> **ENUNCIADO**: Selecciona todas las líneas de los registros que contengan la cadena "Target" y cópialas sin cambios.

> **REGISTROS DE ORIGEN**:
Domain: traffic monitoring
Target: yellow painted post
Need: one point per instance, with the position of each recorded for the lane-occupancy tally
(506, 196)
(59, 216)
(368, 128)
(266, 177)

...

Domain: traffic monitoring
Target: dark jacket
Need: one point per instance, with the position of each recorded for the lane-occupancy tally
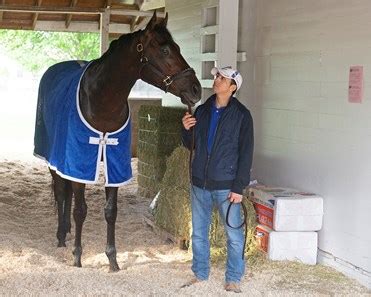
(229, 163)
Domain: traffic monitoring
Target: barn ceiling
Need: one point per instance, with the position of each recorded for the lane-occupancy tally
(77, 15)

* * *

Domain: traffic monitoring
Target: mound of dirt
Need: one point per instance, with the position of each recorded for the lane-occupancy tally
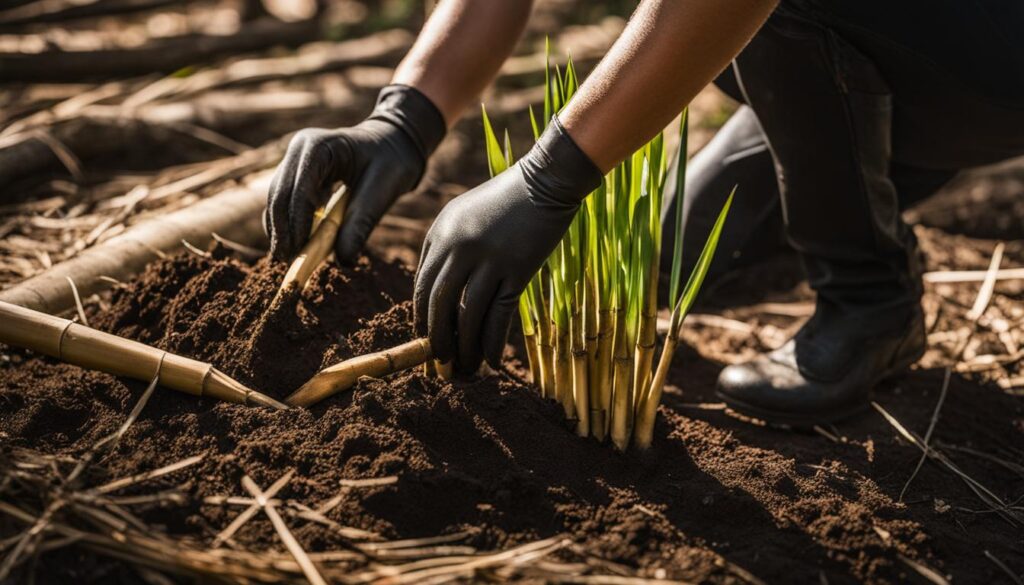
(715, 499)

> **RESULTADO**:
Target: yellow painted post
Target: dark jacket
Target: barn ceiling
Target: mound of dirt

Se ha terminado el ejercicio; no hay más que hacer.